The troubling aspect of this system is the large amount of unsubstantiated rumour that is required from officers and the public. The information DOES NOT have to be true, as the purpose of the system is to form links between people, vehicles, addresses, etc through number plates, relationships, living arrangements, telephone numbers, etc. The idea behind the system is good, in theory, but in practice, as with other activities within the Environment Agency, it has, and continues to be abused.

I have witnessed individual Environment Officers making up rumours of operators, members of the public and other individuals to which they have a grudge and inputting this onto the system repeatedly to encourage the initiation of an investigation. We have undercover surveillance teams with vans who operate in public – visiting premises as customers, etc based on this information.

The troubling part is that I have witnessed surveillance teams gather sensitive information on these targets, and share them with these same officers (despite no case or evidence being present) for banter.Other officers have inputted rumours of people they dislike on the system for humour alone. The undercover surveillance officers have on a number of occasions, after performing searches and collecting evidence, brought back private materials, such as intimate pictures that have no relation to cases, and shared these with other Environment Agency staff in the office for humour. This is highly distasteful and although I reported these incidents internally on a number of occasions, they were passed off as “isolated” cases and swept under the carpet, but this behaviour still continues.

This system is not subject to the Freedom of Information Act or Data Protection Act (Subject Access Requests), but does contain substantial and sometimes highly sensitive information on members of the public, much of which is rumour.

With the emergency phone and internet data retention law due to be passed, we must question how much more power agencies like the EA will get receive, especially considering these abuses of the existing system.

ENTRIES SUPPLIED —
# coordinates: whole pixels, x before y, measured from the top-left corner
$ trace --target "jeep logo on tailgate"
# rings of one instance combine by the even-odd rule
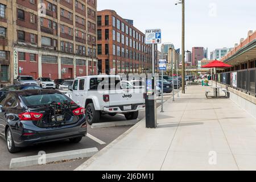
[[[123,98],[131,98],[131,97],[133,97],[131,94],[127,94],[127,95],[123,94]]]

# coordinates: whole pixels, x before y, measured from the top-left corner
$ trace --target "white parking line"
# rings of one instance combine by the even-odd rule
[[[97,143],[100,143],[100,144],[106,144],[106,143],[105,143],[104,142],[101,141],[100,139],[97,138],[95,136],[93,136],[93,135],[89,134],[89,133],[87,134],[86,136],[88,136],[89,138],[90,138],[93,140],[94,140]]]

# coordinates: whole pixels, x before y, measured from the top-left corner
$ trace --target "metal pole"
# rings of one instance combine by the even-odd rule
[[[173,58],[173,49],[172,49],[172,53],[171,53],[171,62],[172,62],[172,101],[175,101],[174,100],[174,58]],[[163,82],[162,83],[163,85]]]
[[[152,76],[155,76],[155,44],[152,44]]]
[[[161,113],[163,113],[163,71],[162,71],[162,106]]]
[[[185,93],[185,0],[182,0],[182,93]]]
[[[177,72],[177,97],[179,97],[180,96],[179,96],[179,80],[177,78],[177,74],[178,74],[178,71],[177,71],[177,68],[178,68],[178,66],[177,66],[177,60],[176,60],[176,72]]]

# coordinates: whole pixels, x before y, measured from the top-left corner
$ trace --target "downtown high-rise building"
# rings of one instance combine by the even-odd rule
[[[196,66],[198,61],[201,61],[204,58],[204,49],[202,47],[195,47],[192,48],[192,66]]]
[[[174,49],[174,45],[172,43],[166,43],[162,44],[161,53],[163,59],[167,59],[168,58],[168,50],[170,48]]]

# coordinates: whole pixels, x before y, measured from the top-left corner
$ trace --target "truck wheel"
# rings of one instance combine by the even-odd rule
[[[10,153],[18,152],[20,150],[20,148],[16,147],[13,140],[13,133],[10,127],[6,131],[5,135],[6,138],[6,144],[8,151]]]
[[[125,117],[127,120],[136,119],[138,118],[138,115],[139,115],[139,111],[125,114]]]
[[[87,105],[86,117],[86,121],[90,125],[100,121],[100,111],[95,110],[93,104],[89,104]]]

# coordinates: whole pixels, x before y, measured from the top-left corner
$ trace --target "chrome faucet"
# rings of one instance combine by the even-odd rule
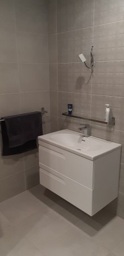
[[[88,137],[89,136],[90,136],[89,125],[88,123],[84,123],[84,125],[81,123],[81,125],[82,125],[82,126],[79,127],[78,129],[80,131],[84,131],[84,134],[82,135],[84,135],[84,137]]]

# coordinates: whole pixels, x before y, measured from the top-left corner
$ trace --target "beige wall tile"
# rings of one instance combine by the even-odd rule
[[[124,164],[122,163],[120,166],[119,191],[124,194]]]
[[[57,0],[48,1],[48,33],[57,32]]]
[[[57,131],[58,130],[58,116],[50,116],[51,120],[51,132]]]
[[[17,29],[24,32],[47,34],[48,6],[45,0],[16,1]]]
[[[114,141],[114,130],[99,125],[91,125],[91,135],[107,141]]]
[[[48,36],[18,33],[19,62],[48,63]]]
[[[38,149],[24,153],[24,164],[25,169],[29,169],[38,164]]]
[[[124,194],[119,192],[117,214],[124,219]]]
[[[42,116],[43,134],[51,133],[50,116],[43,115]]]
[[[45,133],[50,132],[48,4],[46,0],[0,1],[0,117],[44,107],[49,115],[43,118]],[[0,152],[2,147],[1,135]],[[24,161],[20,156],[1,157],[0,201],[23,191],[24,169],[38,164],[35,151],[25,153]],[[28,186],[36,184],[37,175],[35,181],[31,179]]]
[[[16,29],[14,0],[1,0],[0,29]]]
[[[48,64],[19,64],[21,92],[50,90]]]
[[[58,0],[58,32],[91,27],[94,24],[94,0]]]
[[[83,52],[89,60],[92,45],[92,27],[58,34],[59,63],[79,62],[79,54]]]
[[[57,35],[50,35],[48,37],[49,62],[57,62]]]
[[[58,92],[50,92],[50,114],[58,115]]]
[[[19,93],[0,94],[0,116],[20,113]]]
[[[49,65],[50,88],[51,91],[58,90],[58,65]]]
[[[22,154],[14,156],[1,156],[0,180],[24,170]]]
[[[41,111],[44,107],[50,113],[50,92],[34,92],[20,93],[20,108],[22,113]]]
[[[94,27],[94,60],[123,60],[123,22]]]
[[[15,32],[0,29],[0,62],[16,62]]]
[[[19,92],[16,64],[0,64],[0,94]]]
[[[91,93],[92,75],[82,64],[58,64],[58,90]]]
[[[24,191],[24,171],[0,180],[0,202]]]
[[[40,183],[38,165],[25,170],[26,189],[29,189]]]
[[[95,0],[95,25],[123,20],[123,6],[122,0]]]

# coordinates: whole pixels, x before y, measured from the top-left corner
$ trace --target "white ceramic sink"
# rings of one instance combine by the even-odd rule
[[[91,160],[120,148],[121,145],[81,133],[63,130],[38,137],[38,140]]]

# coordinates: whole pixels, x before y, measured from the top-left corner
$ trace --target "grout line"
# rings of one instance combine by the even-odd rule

TO BE DONE —
Decide whether each statement below agrees with the text on the Environment Agency. Answer yes or no for each, quoting the words of the text that settle it: (a) Information entered into the system must be true. (b) The system is subject to the Freedom of Information Act. (c) Undercover surveillance teams visit premises posing as customers. The material above comes from a separate source.

TASK SOLUTION —
(a) No: "The information DOES NOT have to be true"
(b) No: "This system is not subject to the Freedom of Information Act or Data Protection Act (Subject Access Requests)"
(c) Yes: "visiting premises as customers"